The task:
Copy out each line below that has the word "asked" in it.

________

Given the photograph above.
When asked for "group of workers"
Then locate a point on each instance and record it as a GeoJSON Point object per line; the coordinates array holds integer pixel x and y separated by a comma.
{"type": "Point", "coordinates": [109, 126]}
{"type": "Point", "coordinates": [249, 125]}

________

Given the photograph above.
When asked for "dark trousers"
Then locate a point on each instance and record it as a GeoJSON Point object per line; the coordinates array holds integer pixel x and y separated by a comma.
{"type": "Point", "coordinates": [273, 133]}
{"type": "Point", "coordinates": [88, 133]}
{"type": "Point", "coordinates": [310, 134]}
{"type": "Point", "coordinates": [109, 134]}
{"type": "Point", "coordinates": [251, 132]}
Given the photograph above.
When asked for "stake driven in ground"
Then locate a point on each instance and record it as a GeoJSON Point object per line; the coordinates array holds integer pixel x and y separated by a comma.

________

Your response:
When asked for "group of workers"
When asked for "dark trousers"
When asked for "stake driven in ground"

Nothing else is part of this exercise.